** EXTRACTED ENTRIES follows **

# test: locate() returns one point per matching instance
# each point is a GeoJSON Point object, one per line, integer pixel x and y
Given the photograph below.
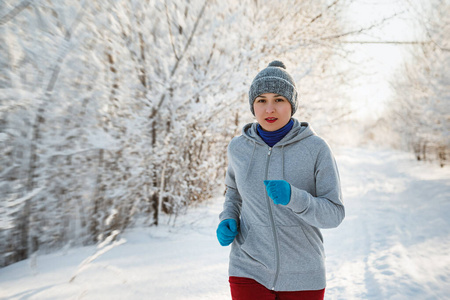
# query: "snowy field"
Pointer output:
{"type": "Point", "coordinates": [393, 244]}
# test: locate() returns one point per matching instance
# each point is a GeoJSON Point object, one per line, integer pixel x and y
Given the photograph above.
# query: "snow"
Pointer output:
{"type": "Point", "coordinates": [393, 244]}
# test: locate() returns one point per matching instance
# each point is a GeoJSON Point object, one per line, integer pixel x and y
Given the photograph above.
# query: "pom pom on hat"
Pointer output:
{"type": "Point", "coordinates": [277, 63]}
{"type": "Point", "coordinates": [274, 79]}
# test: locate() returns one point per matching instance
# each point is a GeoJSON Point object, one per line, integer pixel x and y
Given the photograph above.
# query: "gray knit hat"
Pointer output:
{"type": "Point", "coordinates": [274, 79]}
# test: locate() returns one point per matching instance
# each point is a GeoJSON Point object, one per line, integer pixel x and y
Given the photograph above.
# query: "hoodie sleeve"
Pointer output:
{"type": "Point", "coordinates": [326, 209]}
{"type": "Point", "coordinates": [233, 201]}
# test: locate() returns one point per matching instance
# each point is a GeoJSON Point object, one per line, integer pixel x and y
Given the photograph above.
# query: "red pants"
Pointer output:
{"type": "Point", "coordinates": [248, 289]}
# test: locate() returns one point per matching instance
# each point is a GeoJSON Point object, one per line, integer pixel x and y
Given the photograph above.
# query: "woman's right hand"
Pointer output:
{"type": "Point", "coordinates": [227, 231]}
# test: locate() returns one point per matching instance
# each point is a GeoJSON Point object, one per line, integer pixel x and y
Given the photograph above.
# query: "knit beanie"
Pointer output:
{"type": "Point", "coordinates": [274, 79]}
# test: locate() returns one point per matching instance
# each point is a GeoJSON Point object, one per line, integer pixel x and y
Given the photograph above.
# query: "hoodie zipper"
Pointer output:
{"type": "Point", "coordinates": [272, 221]}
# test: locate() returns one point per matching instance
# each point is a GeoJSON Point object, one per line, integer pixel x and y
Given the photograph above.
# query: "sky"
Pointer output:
{"type": "Point", "coordinates": [372, 92]}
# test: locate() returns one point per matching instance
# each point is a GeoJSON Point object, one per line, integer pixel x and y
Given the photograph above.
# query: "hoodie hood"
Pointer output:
{"type": "Point", "coordinates": [299, 131]}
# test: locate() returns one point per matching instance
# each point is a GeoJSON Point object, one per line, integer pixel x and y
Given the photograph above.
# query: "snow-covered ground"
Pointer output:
{"type": "Point", "coordinates": [393, 244]}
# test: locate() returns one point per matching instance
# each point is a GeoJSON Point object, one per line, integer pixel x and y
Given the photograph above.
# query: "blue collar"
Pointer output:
{"type": "Point", "coordinates": [273, 137]}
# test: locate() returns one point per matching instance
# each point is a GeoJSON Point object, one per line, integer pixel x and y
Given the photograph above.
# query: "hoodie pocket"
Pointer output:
{"type": "Point", "coordinates": [299, 251]}
{"type": "Point", "coordinates": [258, 249]}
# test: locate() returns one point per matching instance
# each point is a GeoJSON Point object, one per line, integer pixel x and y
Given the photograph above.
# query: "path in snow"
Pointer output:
{"type": "Point", "coordinates": [393, 244]}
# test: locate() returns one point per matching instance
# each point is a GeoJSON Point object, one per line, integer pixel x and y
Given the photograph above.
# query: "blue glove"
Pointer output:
{"type": "Point", "coordinates": [227, 231]}
{"type": "Point", "coordinates": [279, 191]}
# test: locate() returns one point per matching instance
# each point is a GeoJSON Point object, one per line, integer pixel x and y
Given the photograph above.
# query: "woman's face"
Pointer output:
{"type": "Point", "coordinates": [272, 111]}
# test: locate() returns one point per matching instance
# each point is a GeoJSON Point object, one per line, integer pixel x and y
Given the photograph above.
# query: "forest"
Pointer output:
{"type": "Point", "coordinates": [114, 113]}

** End of EXTRACTED ENTRIES **

Check each line of the data above for the word "woman" and say how many lines contain it, giving nothing besides the number.

2